══ Selected text

‘Morally wrong’ or the right thing to do? The questions facing football as they play on through coronavirus

All of this has of course been put to government, who currently want elite sport to continue. They realise its value on a number of levels, particularly now so many people are confined to their homes again. The Premier League may finally become the great distraction it was heralded as but was never quite required to be in the summer, because restrictions loosened.

One minority view running alongside this concerns worries over public compliance, and the argument that suspending sport would emphasise the seriousness of the wider situation and make more people realise how bad it is. That could just as easily have the opposite effect, though, and the government is aware a difficult balance has to be struck. Professor Chris Whitty aired this very view on Monday afternoon.

The feeling for the moment is that staging elite sport has more societal positives – pun unintended. That just makes it all the more crucial that there are no more stories like players gathering in each other’s houses or breaching protocols.

The government have strongly stressed that to football’s authorities, who have in turn strongly stressed it to their clubs. The task now is to make players understand. “The entire operation could be undone by the stupidity of some footballers,” one source said.

It is why the Premier League has made it well known that if clubs don’t strongly sanction players for breaching protocols, the competition will take it into their own hands.

Those protocols have also been greatly strengthened, with 23 new measures.

Among the changes that have been specifically incorporated to adapt to the higher prevalence are the use of three coaches rather than two to travel, in order to allow greater social distancing; more limits on personnel and “meeting points”; and that anyone who comes into contact with a squad must have tested negative.

There had been a feeling a certain complacency had crept into the game before Christmas. The task now is to shake football out of that, to prevent another suspension, and maybe an even greater shake-up of the sport than that which occurred in March.

════

**Apply what you read:**
• a. Reproduce the part of the football article starting at "There had been" and ending at "occurred in March.".
• b. List the changes the football article says were added to the protocols to adapt to the higher prevalence.
The entries that come next have no connection to the football article.

══ Dataset

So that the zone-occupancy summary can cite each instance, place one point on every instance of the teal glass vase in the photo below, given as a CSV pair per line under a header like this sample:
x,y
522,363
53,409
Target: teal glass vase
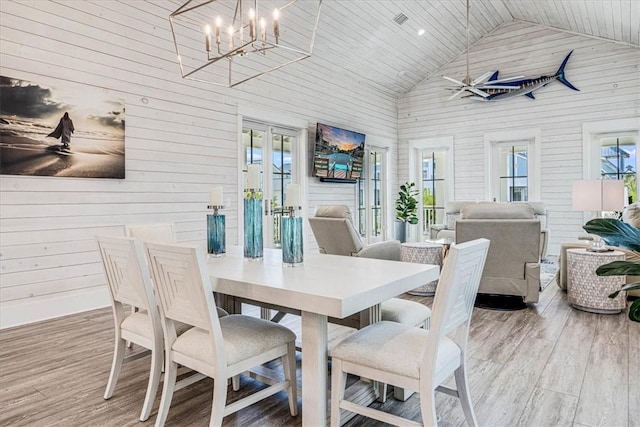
x,y
216,235
253,246
292,252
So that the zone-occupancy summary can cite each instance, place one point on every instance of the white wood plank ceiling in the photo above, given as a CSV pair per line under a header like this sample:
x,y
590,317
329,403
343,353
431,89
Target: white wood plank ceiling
x,y
360,37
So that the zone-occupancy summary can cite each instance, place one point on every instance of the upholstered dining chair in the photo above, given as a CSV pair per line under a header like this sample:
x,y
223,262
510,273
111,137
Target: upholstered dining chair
x,y
219,348
335,234
414,358
129,282
158,232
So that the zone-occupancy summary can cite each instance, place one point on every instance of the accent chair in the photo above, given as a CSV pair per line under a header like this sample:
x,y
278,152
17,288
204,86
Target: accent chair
x,y
413,358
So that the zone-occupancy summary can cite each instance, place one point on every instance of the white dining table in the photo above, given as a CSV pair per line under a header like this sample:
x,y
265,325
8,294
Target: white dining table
x,y
323,286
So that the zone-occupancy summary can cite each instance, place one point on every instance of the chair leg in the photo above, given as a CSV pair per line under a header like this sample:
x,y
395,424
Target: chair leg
x,y
116,366
289,366
157,361
338,385
167,392
219,401
463,393
428,407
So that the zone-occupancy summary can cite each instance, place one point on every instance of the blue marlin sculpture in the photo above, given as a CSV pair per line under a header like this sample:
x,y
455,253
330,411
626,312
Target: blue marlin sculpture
x,y
495,89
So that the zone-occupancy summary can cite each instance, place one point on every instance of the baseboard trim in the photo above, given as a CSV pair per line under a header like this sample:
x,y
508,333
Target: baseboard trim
x,y
22,312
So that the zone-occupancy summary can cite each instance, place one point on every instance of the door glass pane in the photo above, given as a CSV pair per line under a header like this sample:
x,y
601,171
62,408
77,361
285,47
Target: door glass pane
x,y
252,144
433,188
513,169
374,193
280,178
618,160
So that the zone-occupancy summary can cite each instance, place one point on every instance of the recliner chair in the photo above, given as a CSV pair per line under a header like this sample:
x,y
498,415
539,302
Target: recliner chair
x,y
513,262
336,235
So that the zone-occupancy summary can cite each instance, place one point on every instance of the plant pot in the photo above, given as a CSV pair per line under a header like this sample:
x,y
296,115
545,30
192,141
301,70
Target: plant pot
x,y
400,229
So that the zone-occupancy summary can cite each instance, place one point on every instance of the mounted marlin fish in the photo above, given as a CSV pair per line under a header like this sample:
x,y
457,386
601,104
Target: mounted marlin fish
x,y
511,88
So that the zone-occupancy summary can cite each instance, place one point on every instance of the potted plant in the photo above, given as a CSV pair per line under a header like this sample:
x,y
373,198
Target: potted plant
x,y
617,233
406,209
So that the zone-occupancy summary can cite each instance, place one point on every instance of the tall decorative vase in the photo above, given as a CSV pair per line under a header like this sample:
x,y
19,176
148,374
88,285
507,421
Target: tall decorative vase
x,y
292,253
215,233
253,246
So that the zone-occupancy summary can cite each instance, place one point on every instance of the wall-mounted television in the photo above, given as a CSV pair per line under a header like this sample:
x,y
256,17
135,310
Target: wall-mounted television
x,y
338,154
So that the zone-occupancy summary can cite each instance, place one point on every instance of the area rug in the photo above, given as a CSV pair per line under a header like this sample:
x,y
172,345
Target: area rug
x,y
548,269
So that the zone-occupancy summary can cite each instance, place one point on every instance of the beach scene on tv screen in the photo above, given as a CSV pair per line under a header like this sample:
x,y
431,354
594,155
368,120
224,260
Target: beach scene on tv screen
x,y
338,153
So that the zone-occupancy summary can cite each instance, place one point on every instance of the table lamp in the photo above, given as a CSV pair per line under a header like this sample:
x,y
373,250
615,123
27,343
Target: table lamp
x,y
599,195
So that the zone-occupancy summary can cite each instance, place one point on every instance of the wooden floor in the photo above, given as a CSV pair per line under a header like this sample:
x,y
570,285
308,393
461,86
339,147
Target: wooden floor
x,y
549,365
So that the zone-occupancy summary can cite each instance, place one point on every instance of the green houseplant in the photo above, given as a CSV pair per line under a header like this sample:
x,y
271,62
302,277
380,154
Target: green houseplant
x,y
617,233
406,208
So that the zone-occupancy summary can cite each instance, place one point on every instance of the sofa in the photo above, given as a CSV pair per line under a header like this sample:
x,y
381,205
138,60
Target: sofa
x,y
630,215
452,213
513,261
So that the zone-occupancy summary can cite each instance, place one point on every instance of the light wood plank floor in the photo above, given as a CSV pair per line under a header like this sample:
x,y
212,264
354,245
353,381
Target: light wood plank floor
x,y
548,365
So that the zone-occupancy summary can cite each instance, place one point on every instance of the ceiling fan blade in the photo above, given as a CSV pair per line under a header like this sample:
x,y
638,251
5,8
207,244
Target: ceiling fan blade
x,y
477,91
482,78
455,94
498,87
459,83
507,79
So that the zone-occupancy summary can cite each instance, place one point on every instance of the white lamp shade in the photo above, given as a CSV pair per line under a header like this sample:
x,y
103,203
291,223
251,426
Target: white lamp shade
x,y
598,195
612,195
586,195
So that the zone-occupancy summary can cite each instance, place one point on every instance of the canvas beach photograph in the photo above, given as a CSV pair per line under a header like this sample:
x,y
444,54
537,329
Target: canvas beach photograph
x,y
63,129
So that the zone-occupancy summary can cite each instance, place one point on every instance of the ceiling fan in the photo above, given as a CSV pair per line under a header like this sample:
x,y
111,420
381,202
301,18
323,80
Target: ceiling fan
x,y
481,84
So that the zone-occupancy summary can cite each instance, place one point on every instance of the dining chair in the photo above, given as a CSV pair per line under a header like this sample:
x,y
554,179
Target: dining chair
x,y
219,348
129,282
413,358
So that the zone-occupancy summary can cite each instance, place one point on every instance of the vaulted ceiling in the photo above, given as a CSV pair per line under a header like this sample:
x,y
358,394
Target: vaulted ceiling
x,y
361,37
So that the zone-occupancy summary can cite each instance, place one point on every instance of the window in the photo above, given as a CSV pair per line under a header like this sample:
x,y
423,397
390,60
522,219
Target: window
x,y
618,160
513,165
611,150
371,195
431,168
433,188
513,173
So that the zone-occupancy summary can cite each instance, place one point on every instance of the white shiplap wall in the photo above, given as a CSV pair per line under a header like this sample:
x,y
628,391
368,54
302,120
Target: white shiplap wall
x,y
181,138
607,74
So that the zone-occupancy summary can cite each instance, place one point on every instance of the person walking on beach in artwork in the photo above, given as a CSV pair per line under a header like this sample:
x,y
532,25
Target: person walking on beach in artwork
x,y
64,129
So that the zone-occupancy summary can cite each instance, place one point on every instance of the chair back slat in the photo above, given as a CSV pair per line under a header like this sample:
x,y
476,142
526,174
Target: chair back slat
x,y
127,280
184,292
164,233
456,293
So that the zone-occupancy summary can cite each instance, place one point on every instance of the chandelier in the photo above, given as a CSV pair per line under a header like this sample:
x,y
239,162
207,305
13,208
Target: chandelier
x,y
230,42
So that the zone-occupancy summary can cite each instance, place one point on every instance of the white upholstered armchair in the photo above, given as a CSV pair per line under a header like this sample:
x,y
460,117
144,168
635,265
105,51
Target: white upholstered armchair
x,y
335,233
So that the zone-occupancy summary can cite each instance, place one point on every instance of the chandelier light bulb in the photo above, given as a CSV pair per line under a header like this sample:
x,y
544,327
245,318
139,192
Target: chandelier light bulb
x,y
263,30
252,24
207,38
218,25
276,27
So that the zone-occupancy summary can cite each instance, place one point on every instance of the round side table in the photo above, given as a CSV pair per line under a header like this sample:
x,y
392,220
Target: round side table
x,y
586,290
422,253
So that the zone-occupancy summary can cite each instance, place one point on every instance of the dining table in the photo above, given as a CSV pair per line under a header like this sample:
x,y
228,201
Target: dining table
x,y
321,287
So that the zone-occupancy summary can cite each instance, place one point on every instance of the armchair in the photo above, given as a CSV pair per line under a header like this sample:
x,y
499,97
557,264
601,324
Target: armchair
x,y
336,235
512,266
453,210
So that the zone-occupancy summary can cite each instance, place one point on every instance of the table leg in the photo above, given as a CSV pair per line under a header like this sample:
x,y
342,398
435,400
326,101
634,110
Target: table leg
x,y
314,369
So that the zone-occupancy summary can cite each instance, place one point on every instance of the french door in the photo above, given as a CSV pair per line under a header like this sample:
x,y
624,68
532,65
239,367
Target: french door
x,y
277,152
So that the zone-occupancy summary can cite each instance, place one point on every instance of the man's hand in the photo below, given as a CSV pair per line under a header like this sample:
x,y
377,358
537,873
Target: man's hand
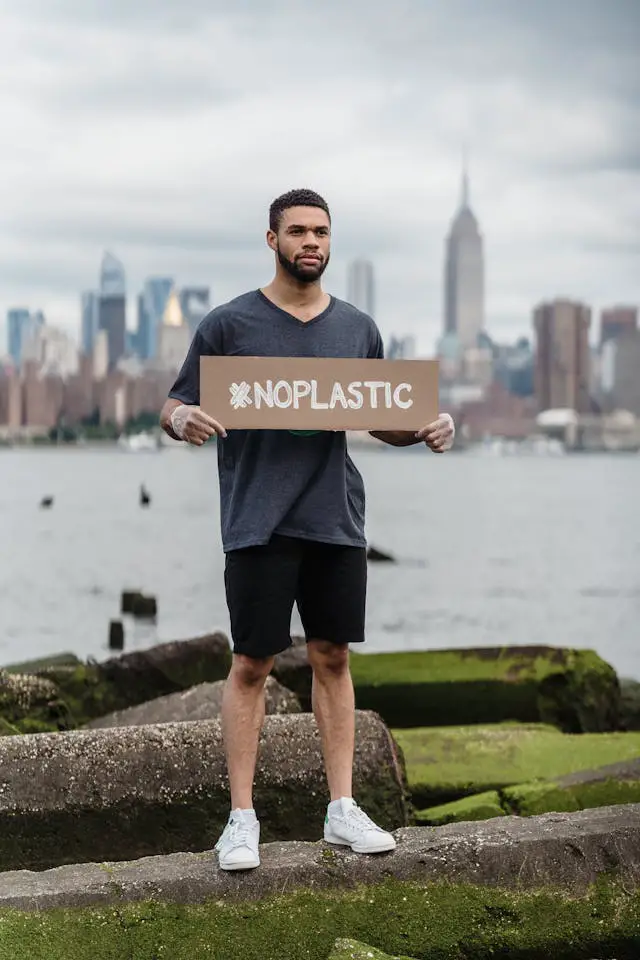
x,y
192,424
439,435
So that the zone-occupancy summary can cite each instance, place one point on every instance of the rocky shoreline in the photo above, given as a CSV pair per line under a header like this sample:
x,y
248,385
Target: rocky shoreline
x,y
511,777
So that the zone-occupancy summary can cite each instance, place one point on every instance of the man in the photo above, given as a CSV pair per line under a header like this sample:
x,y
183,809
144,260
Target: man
x,y
292,517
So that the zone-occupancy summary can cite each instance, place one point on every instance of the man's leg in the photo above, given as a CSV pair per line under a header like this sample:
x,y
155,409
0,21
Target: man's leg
x,y
242,719
260,584
334,708
332,607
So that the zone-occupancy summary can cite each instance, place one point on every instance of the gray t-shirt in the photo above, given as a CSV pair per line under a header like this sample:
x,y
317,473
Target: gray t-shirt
x,y
276,481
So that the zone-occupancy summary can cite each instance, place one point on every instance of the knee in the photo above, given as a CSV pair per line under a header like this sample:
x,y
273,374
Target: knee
x,y
251,671
328,659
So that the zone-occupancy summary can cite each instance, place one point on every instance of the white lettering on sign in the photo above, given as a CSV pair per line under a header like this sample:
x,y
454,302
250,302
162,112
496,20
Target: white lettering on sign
x,y
351,396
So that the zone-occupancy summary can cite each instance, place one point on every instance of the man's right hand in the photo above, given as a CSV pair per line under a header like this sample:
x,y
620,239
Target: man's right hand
x,y
193,425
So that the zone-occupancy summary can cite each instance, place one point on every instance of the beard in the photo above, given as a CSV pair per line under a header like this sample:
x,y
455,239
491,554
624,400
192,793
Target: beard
x,y
303,274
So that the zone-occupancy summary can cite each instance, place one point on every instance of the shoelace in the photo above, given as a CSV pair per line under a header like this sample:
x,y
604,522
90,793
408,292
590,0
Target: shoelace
x,y
360,819
239,833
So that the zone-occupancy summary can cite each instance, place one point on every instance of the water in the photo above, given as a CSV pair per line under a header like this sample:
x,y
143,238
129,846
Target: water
x,y
513,550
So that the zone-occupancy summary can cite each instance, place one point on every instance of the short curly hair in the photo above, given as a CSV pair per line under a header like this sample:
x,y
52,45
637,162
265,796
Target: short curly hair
x,y
294,198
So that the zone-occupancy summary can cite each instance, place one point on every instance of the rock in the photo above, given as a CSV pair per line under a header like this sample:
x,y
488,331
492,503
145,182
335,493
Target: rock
x,y
572,689
354,950
143,675
91,690
630,690
22,694
616,783
378,556
548,887
447,763
137,791
203,702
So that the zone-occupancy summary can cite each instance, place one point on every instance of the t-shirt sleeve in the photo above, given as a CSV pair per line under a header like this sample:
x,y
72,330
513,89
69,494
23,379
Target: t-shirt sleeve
x,y
206,343
376,347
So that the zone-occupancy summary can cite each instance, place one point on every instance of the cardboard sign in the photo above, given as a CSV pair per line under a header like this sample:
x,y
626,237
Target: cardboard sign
x,y
310,393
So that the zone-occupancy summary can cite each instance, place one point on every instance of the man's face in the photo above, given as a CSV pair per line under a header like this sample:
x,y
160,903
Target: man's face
x,y
302,243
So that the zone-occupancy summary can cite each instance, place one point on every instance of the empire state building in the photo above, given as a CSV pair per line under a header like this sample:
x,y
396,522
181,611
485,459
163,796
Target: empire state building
x,y
464,275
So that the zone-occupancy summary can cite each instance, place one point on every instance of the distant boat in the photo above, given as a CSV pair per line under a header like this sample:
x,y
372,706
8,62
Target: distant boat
x,y
139,442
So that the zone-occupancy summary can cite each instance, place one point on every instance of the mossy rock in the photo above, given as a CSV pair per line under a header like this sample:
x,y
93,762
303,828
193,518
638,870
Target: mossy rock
x,y
630,690
353,950
447,763
482,806
531,799
43,663
611,785
573,689
28,704
426,921
81,692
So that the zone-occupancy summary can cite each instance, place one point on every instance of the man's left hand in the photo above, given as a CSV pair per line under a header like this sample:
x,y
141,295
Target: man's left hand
x,y
439,435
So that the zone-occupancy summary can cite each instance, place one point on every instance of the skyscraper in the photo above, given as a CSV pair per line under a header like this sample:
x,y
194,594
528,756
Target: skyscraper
x,y
617,321
17,323
195,303
174,335
360,286
112,306
464,274
562,360
22,326
90,314
151,309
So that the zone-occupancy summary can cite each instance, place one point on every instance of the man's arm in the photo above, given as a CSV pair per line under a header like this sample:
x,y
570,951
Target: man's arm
x,y
165,417
396,438
438,435
189,423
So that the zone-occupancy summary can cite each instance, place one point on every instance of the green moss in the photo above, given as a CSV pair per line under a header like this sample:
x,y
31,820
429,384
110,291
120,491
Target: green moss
x,y
630,704
573,689
447,763
192,822
530,799
35,666
483,806
434,921
352,950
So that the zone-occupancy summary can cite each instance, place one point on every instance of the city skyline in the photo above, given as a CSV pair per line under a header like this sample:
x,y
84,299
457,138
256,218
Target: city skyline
x,y
187,195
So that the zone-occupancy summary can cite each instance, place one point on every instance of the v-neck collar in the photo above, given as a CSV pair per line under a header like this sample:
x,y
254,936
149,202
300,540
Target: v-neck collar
x,y
289,316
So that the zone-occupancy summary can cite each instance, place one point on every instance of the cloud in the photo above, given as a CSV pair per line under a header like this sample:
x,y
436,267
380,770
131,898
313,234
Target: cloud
x,y
163,131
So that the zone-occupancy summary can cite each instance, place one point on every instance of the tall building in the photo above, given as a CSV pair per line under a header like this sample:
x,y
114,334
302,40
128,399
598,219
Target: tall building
x,y
562,356
151,307
52,351
195,303
89,324
17,328
112,306
621,372
360,286
175,335
616,321
464,274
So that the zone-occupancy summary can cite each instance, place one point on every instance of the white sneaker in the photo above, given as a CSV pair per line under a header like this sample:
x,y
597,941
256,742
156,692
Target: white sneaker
x,y
351,827
237,848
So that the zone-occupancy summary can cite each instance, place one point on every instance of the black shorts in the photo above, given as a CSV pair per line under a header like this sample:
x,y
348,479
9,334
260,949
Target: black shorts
x,y
328,583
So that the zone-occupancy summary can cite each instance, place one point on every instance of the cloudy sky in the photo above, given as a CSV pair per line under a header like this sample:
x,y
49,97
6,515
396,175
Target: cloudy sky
x,y
162,130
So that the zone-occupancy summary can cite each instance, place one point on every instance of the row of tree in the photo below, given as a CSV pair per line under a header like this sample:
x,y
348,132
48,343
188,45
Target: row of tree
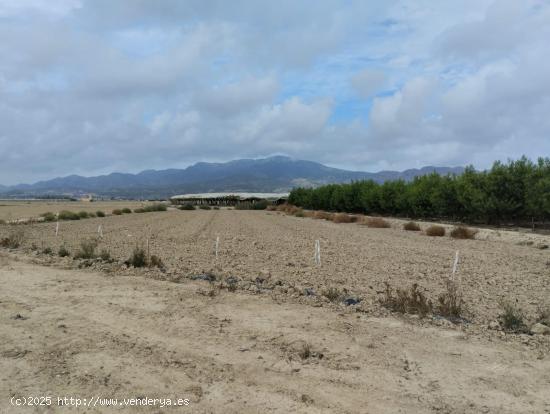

════

**Answers per task:**
• a.
There had been a feeling a certain complacency had crept into the game before Christmas. The task now is to shake football out of that, to prevent another suspension, and maybe an even greater shake-up of the sport than that which occurred in March.

• b.
- The use of three coaches rather than two to travel, to allow greater social distancing
- More limits on personnel and "meeting points"
- A requirement that anyone who comes into contact with a squad must have tested negative